* [Source passage]:
Bezlotoxumab Reduces Rates of Recurrent C. Diff Infection

By Will Boggs MD

January 17, 2020

NEW YORK (Reuters Health) - The monoclonal antibody bezlotoxumab reduces the rate of recurrent Clostridioides difficile infection, according to findings from the MODIFY II trial.

"We found that many of the patients (16% to 32%) who were tested at 6, 9, or 12 months after they were treated for C. difficile infection (CDI) still had a toxigenic strain of C. difficile in their stool," said Dr. Mary Beth Dorr of Merck and Company, Inc., in Kenilworth, New Jersey.

"Despite this relatively high incidence of colonization, only a few of these patients exhibited symptoms of disease during this period," she told Reuters Health by email.

Patients who mount immune responses against C. difficile toxins A and B have lower rates of recurrent CDI. The monoclonal antibody actoxumab neutralizes toxin A, and bezlotoxumab neutralizes toxin B, and their combination and bezlotoxumab alone were superior to placebo in preventing recurrent CDI through 12 weeks of the MODIFY I/II trials.

* [Data provided]:
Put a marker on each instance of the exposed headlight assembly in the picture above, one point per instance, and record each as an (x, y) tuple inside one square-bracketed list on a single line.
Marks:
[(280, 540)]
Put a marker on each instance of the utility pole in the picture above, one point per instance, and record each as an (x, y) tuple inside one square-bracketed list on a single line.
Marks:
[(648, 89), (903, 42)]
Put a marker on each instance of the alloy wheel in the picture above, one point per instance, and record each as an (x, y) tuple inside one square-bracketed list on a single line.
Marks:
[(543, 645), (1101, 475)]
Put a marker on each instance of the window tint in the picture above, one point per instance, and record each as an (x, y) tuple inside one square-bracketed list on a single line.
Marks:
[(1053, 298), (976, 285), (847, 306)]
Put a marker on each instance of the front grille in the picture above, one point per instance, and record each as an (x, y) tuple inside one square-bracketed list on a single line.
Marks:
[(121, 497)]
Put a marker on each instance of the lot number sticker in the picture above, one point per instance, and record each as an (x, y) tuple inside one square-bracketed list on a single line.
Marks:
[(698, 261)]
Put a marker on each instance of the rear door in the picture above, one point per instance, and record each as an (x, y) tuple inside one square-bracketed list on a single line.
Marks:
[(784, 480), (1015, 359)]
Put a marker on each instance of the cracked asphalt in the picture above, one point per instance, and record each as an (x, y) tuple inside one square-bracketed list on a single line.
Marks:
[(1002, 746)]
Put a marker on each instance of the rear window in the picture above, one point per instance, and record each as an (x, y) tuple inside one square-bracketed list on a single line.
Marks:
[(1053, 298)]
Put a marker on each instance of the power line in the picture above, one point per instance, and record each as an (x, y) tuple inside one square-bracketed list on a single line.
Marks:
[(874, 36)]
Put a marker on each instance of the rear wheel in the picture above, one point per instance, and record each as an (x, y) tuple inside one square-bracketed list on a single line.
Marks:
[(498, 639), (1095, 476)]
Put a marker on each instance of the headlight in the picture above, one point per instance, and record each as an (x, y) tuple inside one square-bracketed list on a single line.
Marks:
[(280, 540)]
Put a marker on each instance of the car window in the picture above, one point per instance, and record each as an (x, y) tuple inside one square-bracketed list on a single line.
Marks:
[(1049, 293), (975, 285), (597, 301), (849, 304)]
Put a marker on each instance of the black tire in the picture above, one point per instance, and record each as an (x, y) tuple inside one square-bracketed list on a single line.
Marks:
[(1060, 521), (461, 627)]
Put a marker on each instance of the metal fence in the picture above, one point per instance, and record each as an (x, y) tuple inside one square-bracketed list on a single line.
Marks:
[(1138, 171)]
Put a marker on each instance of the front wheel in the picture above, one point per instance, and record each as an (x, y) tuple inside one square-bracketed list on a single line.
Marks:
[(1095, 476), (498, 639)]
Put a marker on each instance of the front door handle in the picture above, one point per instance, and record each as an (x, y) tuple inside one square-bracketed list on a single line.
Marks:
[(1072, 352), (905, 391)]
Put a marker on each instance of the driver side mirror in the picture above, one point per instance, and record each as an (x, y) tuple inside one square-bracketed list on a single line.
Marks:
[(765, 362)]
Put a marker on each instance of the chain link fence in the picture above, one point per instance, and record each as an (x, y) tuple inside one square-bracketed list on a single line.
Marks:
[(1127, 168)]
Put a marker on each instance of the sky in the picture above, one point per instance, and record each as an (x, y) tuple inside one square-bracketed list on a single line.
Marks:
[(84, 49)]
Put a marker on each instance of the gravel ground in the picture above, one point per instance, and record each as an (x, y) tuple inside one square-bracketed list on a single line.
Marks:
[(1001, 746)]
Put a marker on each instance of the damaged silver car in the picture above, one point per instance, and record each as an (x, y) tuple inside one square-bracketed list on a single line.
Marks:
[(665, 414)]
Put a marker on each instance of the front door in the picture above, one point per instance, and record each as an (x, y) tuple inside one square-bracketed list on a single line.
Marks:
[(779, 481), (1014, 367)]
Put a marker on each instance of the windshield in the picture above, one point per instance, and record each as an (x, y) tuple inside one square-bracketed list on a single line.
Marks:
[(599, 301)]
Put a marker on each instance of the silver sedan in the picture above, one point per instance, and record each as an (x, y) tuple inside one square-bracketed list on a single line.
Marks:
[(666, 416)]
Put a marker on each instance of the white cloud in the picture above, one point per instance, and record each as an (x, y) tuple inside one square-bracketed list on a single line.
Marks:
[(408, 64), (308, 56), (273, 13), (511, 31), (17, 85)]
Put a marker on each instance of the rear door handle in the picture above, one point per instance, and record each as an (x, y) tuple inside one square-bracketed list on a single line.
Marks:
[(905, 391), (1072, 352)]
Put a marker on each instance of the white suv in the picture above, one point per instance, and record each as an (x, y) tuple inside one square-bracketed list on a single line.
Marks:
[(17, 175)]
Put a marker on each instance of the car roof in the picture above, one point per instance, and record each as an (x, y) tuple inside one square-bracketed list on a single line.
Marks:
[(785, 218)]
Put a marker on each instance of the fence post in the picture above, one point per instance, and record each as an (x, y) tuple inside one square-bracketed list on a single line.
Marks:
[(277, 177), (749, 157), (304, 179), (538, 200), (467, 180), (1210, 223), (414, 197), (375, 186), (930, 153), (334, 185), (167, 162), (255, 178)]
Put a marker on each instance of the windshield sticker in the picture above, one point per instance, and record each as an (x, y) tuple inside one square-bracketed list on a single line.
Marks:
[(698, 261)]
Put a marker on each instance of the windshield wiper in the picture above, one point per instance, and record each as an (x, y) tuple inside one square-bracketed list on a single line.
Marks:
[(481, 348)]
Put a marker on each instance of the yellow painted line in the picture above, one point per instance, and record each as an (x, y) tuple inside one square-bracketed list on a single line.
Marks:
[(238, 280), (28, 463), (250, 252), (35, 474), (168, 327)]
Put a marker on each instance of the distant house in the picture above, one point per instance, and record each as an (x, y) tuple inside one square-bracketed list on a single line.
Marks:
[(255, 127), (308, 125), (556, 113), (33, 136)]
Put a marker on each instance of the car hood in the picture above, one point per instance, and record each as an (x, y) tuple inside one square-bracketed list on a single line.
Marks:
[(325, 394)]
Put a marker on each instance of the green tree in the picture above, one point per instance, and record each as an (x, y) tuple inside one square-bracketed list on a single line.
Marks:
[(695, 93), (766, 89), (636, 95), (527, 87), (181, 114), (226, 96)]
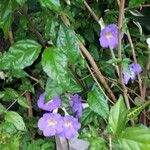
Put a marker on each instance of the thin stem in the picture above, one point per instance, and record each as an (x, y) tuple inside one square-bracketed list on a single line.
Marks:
[(110, 143), (101, 89), (120, 22), (135, 60), (91, 12), (92, 62), (28, 97), (68, 145), (113, 57)]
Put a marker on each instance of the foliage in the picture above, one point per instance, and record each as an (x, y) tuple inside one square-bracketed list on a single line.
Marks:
[(53, 46)]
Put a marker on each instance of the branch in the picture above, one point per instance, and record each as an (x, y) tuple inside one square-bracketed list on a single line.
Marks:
[(120, 22)]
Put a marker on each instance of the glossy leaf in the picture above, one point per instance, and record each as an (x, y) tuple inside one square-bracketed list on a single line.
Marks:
[(53, 89), (97, 102), (51, 4), (135, 138), (134, 112), (118, 117), (68, 43), (20, 55), (21, 2), (16, 120), (97, 144), (54, 63), (134, 3)]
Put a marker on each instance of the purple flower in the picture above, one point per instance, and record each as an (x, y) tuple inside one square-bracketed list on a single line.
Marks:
[(109, 36), (50, 124), (76, 105), (49, 106), (134, 70), (70, 127)]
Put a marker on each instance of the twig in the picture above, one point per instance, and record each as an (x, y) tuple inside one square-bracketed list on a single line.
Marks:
[(120, 22), (135, 60), (91, 12), (28, 97), (110, 143), (92, 62), (113, 57)]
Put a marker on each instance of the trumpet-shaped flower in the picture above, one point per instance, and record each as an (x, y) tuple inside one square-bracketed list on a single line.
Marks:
[(70, 127), (109, 36), (134, 70), (51, 124)]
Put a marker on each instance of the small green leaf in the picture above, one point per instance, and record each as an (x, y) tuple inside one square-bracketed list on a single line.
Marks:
[(16, 120), (134, 3), (2, 109), (97, 143), (53, 89), (68, 43), (54, 63), (21, 2), (7, 8), (51, 4), (118, 117), (20, 55), (134, 112), (97, 102), (135, 138), (9, 94)]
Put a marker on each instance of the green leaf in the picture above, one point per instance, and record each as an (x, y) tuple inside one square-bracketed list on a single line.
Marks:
[(68, 43), (54, 63), (6, 10), (16, 120), (20, 55), (51, 4), (21, 2), (23, 102), (97, 143), (97, 102), (134, 112), (135, 138), (9, 94), (53, 89), (134, 3), (2, 109), (118, 117)]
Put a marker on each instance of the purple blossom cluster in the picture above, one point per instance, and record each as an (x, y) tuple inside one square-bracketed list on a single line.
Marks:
[(52, 124), (109, 36), (134, 70)]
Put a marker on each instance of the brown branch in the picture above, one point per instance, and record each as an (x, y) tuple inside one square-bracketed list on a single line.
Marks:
[(135, 60), (120, 22), (91, 12), (92, 62), (28, 97)]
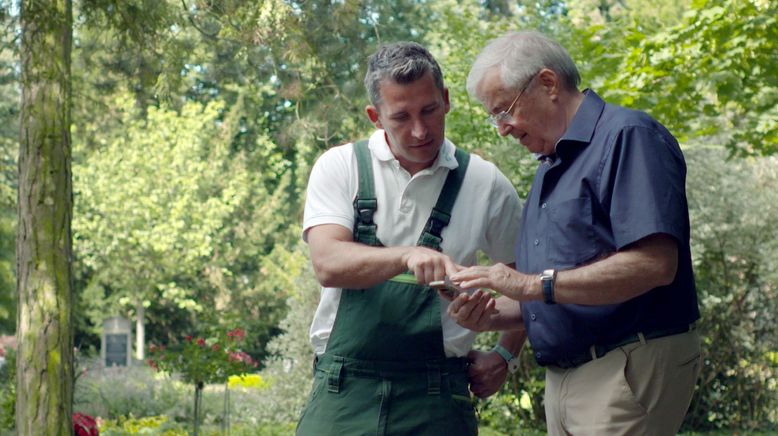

* [Required tasks]:
(A) In one to three sentences, explain the basis the news report on bezlotoxumab gives for its claim that the antibody reduces recurrent C. difficile infection.
(B) Resume the news report on bezlotoxumab, starting right after its final sentence.

* [Answers to the tasks]:
(A) The report bases the claim on findings from the MODIFY II trial. It adds that in the MODIFY I/II trials, bezlotoxumab alone, like its combination with actoxumab, was superior to placebo in preventing recurrent CDI through 12 weeks.

(B)
In the current study, Dr. Dorr and colleagues evaluated results from 295 MODIFY II participants who were followed for 12 months to assess the long-term rates of recurrent CDI and C. difficile colonization following antitoxin infusion.

The recurrent CDI incidence rates during the core study for these patients were 25.3% with actoxumab plus bezlotoxumab, 18.8% with bezlotoxumab alone, and 50.0% with placebo.

The 12-month incidence rates of recurrent CDI among the 168 patients who had achieved a sustained clinical cure during the core study were 27.6% with actoxumab plus bezlotoxumab, 18.8% with bezlotoxumab alone, and 51.5% with placebo, the researchers report in Clinical Infectious Diseases.

In the bezlotoxumab group, there were no cases of recurrent CDI in the nine-month extension period.

Colonization rates were similar across treatment groups at each follow-up visit: 18%-25% in the actoxumab plus bezlotoxumab group, 16%-24% in the bezlotoxumab group and 19%-32% in the placebo group.

Bezlotoxumab has an elimination half-life of around 19 days and remains detectable in serum at clinically important concentrations up to six months after treatment.

"Bezlotoxumab is indicated for prevention of C. difficile recurrence in patients at high risk for recurrence," Dr. Dorr said. "Known risk factors for recurrence include advanced age (65 years and older), recurrent disease, immunosuppression, and need for treatment with high-risk systemic antibiotics that disrupt the gut microbiota."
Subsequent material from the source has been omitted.